» What is expected: Copy every line, leaving nothing out and adding nothing.

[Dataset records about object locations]
......
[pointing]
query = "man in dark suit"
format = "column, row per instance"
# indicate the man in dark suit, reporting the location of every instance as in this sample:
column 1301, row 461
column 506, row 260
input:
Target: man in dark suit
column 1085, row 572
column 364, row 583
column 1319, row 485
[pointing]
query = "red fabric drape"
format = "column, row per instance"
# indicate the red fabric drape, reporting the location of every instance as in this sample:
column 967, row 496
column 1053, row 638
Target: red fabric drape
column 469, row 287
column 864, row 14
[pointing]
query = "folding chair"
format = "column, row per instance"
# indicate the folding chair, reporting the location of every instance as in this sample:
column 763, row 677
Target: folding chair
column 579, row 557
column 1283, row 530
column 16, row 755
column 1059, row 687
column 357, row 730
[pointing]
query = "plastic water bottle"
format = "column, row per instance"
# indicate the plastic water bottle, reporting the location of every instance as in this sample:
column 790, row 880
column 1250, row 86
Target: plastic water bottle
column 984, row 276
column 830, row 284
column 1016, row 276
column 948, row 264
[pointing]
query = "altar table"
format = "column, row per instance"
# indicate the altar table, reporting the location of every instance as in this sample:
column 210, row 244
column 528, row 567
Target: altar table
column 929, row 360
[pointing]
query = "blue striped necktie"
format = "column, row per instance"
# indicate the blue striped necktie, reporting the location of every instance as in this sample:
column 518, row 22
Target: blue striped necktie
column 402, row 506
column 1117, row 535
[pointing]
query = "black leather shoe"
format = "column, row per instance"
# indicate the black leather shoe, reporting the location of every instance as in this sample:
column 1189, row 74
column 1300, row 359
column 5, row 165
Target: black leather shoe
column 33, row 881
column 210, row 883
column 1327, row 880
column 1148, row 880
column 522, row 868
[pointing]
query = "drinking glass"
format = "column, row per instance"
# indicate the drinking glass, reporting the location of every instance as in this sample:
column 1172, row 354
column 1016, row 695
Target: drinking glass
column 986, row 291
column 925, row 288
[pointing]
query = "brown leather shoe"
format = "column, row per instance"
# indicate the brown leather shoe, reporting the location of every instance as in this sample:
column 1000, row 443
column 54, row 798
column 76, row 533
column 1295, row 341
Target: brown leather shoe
......
» Right answer:
[pointing]
query = "man in dark suit"
format = "column, row per instance"
# indicate the man in dark suit, reporting the location of every instance as in this sample:
column 1301, row 461
column 506, row 260
input:
Target: man in dark suit
column 1085, row 572
column 364, row 583
column 1319, row 485
[pointing]
query = "red fabric drape"
format = "column, row per instance"
# indicate the red fabric drape, reporting the location of every instance as in this sample:
column 967, row 496
column 1053, row 638
Target: red fabric drape
column 469, row 287
column 864, row 14
[pointing]
query = "folding chair"
format = "column, row per instance"
# indicate the folding chair, reporting the location of every instance as in this sample:
column 763, row 677
Target: folding chair
column 579, row 557
column 1283, row 530
column 16, row 755
column 1059, row 687
column 357, row 730
[pointing]
query = "plastic water bottle"
format = "column, row per instance"
# indicate the plastic water bottle, reporting the location of every instance as in this sample:
column 790, row 880
column 1250, row 86
Target: plastic water bottle
column 984, row 276
column 830, row 284
column 1016, row 276
column 948, row 264
[pointing]
query = "altar table"
format = "column, row per instance"
# indicate the altar table, reporting the location of every instance as in this sample:
column 210, row 244
column 528, row 567
Target: altar table
column 929, row 360
[pointing]
query = "blue striped necktie"
format = "column, row per instance"
# indicate the blue striped necktie, reporting the location of every instance as in this sample:
column 518, row 22
Target: blue striped necktie
column 402, row 506
column 1117, row 535
[pointing]
query = "black leather shoe"
format = "column, row per instance"
# indicate the black leather shoe, reporting the location of every instance as in this sample:
column 1189, row 74
column 1300, row 359
column 5, row 165
Target: black leather shoe
column 33, row 881
column 210, row 883
column 1327, row 880
column 1148, row 880
column 522, row 868
[pointing]
query = "drinking glass"
format = "column, row per instance"
# indicate the drinking glass, reporting the location of every instance as in this sample:
column 1172, row 354
column 1016, row 695
Target: drinking glass
column 986, row 291
column 925, row 288
[pointing]
query = "brown leather shoe"
format = "column, row per instance"
# indicate the brown leather shoe, reporting the location of every instance as in this sample:
column 1000, row 443
column 54, row 798
column 76, row 533
column 1295, row 341
Target: brown leather shoe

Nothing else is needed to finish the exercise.